*What you have to do*.
Copy each of the records below word for word, keeping every line as it appears.

*Raw data*.
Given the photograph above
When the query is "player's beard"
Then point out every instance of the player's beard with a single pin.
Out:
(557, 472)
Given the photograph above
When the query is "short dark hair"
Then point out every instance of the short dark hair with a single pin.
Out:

*Solution for this exercise*.
Given the photograph above
When the query is "player's beard"
Then point out every instance of the player's beard with a single pin.
Out:
(557, 472)
Given the photograph above
When the query is "short dark hair"
Then point out every instance of the short dark hair with a single pin.
Out:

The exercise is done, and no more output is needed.